#### Texte présenté:
---------------

Anecdote à propos d’une note récente
Retirée par mes soins parce que je n’en
étais pas
Satisfaite
A fréquence régulière depuis trente ans, je m’essaie à
l’écriture d’un texte qui s’appuierait sur deux brefs extraits du Talmud,
choisis et commentés par Emmanuel Lévinas dans les premières pages de Quatre Lectures Talmudiques car
ce fut un événement de lecture, sans doute le plus important de mon existence
intellectuelle et spirituelle, et qui m’aura plongée moi-même dans l’écriture d’un
premier essai, pourtant sans rien écrire à leur sujet direct dans ce premier
livre.
Je m’y suis essayée tout récemment une
nouvelle fois autour du thème de la responsabilité,
mais à peine ma note publiée en fin de journée, j’en étais une fois de plus
très insatisfaite, et l’ai retirée de mon blog dès le lendemain matin, soulagée
qu’elle n’ait pas encore été commentée.
Afin que mon lecteur de ce jour puisse se
faire une idée de quoi il s’agit, voici le passage principal de ma note :
« Je reste à jamais marquée par la lecture du premier chapitre d’un
mince livre signé du nom d’Emmanuel Levinas, Quatre Lectures talmudiques
aux éditions de Minuit.
Il y est question d’une belle
querelle entre rabbins à propos de ceci inscrit dans la Michna, et qui est en soi
déjà inouï :
Les fautes de l’homme envers Dieu sont
pardonnées par le Jour du Pardon ; les fautes de l’homme envers autrui ne
lui sont pas pardonnées par le Jour du Pardon, à moins que, au préalable, il n’ait apaisé autrui…
(C’est moi qui
souligne)
S’en suit une dispute intellectuelle
entre rabbins dans la Guemara, à coup de versets de la
Thora interposés.
Un jeune rabbin brillant, Rav,
aura vexé son maître, et malgré 13 demandes en pardon, le maître ne pardonnera
jamais, ne se sentant jusqu’à la mort, jamais apaisé. Pourquoi ? Pourquoi
donc ?
Emmanuel Levinas l’interprète
ainsi :
On peut à la rigueur pardonner à celui qui a
parlé sans conscience. Mais il est très difficile de pardonner à Rav qui était
pleinement conscient et promis à une grande destinée, prophétiquement révélée à
son maître.
Et Levinas
d’enchaîner brutalement ainsi : On
peut pardonner à beaucoup d’Allemands, mais il y a des Allemands à qui il est
difficile de pardonner. Il est difficile de pardonner à Heidegger (…). »
C’est évident, je réessayerai encore, m’espérant
capable de meilleurs développements ou variations autour de cet axe : responsabilité / conscience / pardon.

---------------

(Lignes de données)
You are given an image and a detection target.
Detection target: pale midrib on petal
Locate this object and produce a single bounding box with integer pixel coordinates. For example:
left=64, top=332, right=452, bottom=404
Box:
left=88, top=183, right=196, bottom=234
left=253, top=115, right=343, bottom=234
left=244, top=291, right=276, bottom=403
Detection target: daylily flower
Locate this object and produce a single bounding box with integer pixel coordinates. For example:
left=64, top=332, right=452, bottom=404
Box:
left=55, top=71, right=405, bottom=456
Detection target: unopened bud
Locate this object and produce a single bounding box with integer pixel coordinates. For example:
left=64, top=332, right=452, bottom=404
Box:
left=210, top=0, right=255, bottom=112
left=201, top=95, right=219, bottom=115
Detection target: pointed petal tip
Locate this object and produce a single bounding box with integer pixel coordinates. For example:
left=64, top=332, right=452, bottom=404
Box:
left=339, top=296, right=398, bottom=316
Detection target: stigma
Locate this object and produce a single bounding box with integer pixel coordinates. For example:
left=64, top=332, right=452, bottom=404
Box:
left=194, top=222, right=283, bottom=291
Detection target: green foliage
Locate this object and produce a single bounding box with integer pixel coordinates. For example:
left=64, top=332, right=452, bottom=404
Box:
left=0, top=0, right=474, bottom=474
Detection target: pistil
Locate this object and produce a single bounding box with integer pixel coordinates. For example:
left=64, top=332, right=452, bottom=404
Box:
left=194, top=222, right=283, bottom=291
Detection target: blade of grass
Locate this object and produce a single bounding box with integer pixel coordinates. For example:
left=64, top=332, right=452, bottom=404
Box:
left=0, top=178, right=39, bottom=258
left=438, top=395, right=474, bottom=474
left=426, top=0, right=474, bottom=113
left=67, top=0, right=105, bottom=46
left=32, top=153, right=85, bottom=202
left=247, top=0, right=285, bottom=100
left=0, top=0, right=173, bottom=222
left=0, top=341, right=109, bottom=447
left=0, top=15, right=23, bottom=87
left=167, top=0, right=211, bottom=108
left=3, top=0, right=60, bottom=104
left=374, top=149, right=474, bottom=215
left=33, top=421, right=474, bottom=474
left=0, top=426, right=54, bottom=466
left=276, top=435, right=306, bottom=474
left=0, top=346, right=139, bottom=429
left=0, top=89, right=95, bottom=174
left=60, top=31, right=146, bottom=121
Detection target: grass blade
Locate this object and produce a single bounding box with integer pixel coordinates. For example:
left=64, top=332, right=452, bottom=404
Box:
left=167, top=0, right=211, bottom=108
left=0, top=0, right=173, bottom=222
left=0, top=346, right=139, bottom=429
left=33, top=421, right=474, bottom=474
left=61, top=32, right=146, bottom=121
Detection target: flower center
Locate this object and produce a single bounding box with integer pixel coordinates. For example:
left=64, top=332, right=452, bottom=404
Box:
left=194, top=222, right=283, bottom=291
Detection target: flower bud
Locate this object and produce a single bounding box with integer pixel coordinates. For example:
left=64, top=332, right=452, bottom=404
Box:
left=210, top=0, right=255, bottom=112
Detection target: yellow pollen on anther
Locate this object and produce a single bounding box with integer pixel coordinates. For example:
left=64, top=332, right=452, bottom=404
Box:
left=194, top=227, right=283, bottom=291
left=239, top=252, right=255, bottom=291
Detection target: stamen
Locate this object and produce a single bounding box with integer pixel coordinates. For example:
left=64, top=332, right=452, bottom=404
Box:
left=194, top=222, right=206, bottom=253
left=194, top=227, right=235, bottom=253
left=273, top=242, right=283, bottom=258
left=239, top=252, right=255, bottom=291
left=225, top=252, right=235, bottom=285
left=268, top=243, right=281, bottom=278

---------------

#### Consigne 1:
Dans le texte sur Levinas et le pardon, combien de fois Rav demande-t-il pardon à son maître ?
#### Consigne 2:
Recopiez mot pour mot les lignes de données, en commençant par la toute première et en terminant par celle qui contient "left=55, top=71, right=405, bottom=456", les deux incluses.
Le texte et les lignes de données sont deux documents indépendants l'un de l'autre.

#### Réponse finale 1:
Treize fois.

#### Réponse finale 2:
You are given an image and a detection target.
Detection target: pale midrib on petal
Locate this object and produce a single bounding box with integer pixel coordinates. For example:
left=64, top=332, right=452, bottom=404
Box:
left=88, top=183, right=196, bottom=234
left=253, top=115, right=343, bottom=234
left=244, top=291, right=276, bottom=403
Detection target: daylily flower
Locate this object and produce a single bounding box with integer pixel coordinates. For example:
left=64, top=332, right=452, bottom=404
Box:
left=55, top=71, right=405, bottom=456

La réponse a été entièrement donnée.